■ YOUR OBJECTIVE
Word for word, repeat each line of the listing below.
*** SOURCE DATA ***
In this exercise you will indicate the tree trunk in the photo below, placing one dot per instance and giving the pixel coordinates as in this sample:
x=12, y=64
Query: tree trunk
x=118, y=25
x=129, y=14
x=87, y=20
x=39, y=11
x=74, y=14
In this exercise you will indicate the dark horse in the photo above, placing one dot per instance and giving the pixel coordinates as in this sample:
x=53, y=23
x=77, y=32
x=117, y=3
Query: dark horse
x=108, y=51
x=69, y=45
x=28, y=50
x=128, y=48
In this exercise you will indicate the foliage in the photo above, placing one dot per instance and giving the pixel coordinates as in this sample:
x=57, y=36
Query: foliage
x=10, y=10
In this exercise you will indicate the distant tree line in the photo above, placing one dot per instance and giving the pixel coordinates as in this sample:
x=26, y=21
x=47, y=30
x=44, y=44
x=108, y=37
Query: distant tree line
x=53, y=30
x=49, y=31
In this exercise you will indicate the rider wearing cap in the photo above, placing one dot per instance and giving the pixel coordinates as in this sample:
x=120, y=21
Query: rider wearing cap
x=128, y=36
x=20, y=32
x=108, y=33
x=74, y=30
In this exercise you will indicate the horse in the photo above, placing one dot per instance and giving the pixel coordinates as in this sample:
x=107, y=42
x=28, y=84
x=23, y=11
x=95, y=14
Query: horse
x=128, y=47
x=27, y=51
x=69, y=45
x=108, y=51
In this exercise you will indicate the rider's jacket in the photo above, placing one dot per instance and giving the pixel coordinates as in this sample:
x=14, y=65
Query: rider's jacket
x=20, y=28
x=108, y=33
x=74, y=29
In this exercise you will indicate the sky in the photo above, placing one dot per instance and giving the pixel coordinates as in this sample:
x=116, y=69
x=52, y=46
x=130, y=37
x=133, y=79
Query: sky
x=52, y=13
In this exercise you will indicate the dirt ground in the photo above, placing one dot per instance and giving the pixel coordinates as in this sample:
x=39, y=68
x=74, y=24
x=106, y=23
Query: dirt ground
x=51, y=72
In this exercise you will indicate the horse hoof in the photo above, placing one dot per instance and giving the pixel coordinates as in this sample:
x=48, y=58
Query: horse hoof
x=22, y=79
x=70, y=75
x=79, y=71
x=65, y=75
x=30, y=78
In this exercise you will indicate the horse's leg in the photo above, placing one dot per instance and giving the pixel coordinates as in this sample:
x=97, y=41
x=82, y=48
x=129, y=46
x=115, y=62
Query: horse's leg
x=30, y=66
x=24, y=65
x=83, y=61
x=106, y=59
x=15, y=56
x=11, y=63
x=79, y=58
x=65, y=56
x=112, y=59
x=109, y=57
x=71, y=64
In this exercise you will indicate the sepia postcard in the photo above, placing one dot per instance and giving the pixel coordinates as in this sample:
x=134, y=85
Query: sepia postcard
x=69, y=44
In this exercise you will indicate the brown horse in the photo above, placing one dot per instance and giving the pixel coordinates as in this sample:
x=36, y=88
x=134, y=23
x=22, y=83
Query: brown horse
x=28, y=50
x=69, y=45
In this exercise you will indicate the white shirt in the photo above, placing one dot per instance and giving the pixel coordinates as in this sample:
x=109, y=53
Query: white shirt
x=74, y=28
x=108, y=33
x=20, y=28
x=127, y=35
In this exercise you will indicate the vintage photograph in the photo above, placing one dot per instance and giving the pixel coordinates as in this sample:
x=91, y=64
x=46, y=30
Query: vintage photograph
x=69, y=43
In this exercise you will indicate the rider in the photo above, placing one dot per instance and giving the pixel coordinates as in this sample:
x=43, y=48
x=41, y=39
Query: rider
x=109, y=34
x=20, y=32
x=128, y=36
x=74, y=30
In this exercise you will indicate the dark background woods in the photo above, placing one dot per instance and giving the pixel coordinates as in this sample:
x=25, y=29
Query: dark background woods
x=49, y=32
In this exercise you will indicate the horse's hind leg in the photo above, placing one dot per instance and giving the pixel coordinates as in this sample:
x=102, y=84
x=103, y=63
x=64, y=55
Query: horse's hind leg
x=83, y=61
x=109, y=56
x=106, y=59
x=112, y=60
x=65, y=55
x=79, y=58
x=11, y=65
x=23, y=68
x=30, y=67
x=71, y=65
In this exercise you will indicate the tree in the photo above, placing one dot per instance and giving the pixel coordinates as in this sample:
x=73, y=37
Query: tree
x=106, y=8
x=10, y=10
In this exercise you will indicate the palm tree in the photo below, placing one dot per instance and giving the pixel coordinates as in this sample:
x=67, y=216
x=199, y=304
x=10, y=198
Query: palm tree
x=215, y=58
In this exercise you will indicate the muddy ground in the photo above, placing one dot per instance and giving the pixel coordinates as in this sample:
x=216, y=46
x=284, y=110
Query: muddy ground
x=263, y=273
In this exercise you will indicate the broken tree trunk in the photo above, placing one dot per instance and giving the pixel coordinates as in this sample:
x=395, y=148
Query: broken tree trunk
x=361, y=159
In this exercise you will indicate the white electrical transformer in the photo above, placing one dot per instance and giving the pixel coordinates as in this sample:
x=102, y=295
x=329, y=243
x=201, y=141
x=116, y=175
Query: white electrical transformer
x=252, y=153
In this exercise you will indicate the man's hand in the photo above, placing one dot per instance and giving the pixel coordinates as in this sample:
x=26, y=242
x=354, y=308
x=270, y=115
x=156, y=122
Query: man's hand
*** End of SOURCE DATA ***
■ WORKED SOLUTION
In this exercise you will indicate the tree trunk in the photo below, placing one dot per instance and giving the pixel coordinates as in this sample:
x=12, y=64
Query: tree trunk
x=118, y=25
x=129, y=14
x=87, y=20
x=39, y=11
x=74, y=14
In this exercise you will indicate the dark horse in the photo above, placing one dot per instance and giving the pixel coordinates as in this sample:
x=53, y=23
x=77, y=32
x=117, y=3
Query: dark horse
x=108, y=51
x=69, y=45
x=28, y=50
x=128, y=48
In this exercise you will indicate the foliage in the photo above, placing one dot per instance and giving the pixel coordinates as in this sample:
x=57, y=36
Query: foliage
x=10, y=10
In this exercise you will indicate the distant tree line in the photo above, placing one dot per instance and giving the pixel coordinates as in this sample:
x=26, y=21
x=47, y=30
x=44, y=44
x=108, y=37
Query: distant tree line
x=53, y=30
x=49, y=31
In this exercise you will indicate the rider wearing cap in the photo above, placing one dot per instance and giving the pixel coordinates as in this sample:
x=120, y=21
Query: rider wearing cap
x=128, y=36
x=20, y=32
x=108, y=33
x=74, y=30
In this exercise you will indicate the horse in the photo above, placing one dot per instance and giving the pixel coordinates as in this sample:
x=107, y=42
x=28, y=84
x=23, y=11
x=95, y=14
Query: horse
x=128, y=47
x=27, y=51
x=69, y=45
x=108, y=51
In this exercise you will indicate the rider's jacket in the photo above, placing one dot per instance and giving the pixel coordinates as in this sample:
x=14, y=65
Query: rider's jacket
x=20, y=28
x=108, y=33
x=74, y=29
In this exercise you will indicate the sky in the photo above, placing one dot per instance and giving the pixel coordinates as in this sample:
x=116, y=69
x=52, y=46
x=130, y=37
x=133, y=79
Query: sky
x=52, y=13
In this exercise you will indicate the dirt ground in the photo above, placing one dot per instance and giving the pixel coordinates as in this sample:
x=39, y=68
x=74, y=24
x=106, y=23
Query: dirt ground
x=51, y=72
In this exercise you will indicate the horse hoof in the photo above, placing one dot per instance and giving the pixel coordinates as in this sample:
x=48, y=58
Query: horse hoof
x=22, y=79
x=70, y=75
x=79, y=71
x=65, y=75
x=30, y=78
In this exercise you will indicate the horse's leg in the photo above, placing one dot per instance and giving the pixel coordinates as in this sample:
x=97, y=41
x=82, y=48
x=129, y=46
x=115, y=62
Query: horse's leg
x=30, y=66
x=24, y=65
x=83, y=61
x=106, y=59
x=15, y=56
x=11, y=63
x=79, y=58
x=65, y=56
x=112, y=59
x=109, y=57
x=71, y=64
In this exercise you will indicate the sepia postcard in the photo above, placing one dot per instance and giving the pixel coordinates as in this sample:
x=134, y=85
Query: sepia postcard
x=69, y=44
In this exercise you will indicate the brown horse in the photo above, placing one dot per instance and giving the pixel coordinates as in this sample:
x=36, y=88
x=134, y=23
x=22, y=83
Query: brown horse
x=28, y=50
x=69, y=45
In this exercise you will indicate the white shirt in the photo above, placing one dot per instance and giving the pixel coordinates as in this sample:
x=109, y=53
Query: white shirt
x=74, y=28
x=108, y=33
x=20, y=28
x=127, y=35
In this exercise you will indicate the vintage photograph in the photo above, placing one dot per instance and giving the pixel coordinates as in this sample:
x=91, y=64
x=46, y=30
Query: vintage photograph
x=69, y=43
In this exercise you will indicate the rider in the photo above, placing one dot per instance and giving the pixel coordinates as in this sample:
x=43, y=48
x=41, y=39
Query: rider
x=109, y=34
x=20, y=32
x=128, y=36
x=74, y=30
In this exercise you will indicate the dark background woods in the photo above, placing one dot per instance and giving the pixel coordinates as in this sample:
x=25, y=29
Query: dark background woods
x=49, y=32
In this exercise you will indicate the horse's hind leg in the photo above, placing one dot per instance and giving the pixel coordinates as in this sample:
x=102, y=84
x=103, y=63
x=64, y=55
Query: horse's hind leg
x=83, y=61
x=109, y=56
x=106, y=59
x=112, y=60
x=65, y=55
x=79, y=58
x=11, y=65
x=23, y=68
x=30, y=67
x=71, y=65
In this exercise you will indicate the tree in the photo above, placing one dot per instance and giving the pixel coordinates as in this sample:
x=73, y=37
Query: tree
x=106, y=8
x=10, y=10
In this exercise you will indicate the palm tree in the photo below, placing one dot per instance and giving the pixel coordinates as in this sample:
x=67, y=216
x=199, y=304
x=10, y=198
Query: palm tree
x=215, y=58
In this exercise you will indicate the muddy ground in the photo above, placing one dot per instance and giving the pixel coordinates as in this sample:
x=216, y=46
x=284, y=110
Query: muddy ground
x=263, y=273
In this exercise you will indicate the broken tree trunk in the photo above, placing one dot per instance and giving the pixel coordinates as in this sample:
x=395, y=148
Query: broken tree trunk
x=361, y=159
In this exercise you will indicate the white electrical transformer in the photo above, placing one dot per instance and giving the pixel coordinates as in this sample:
x=102, y=295
x=329, y=243
x=201, y=141
x=116, y=175
Query: white electrical transformer
x=252, y=153
In this exercise you will indicate the man's hand in the photo above, placing one dot per instance and giving the pixel coordinates as in this sample:
x=26, y=242
x=354, y=308
x=270, y=115
x=156, y=122
Query: man's hand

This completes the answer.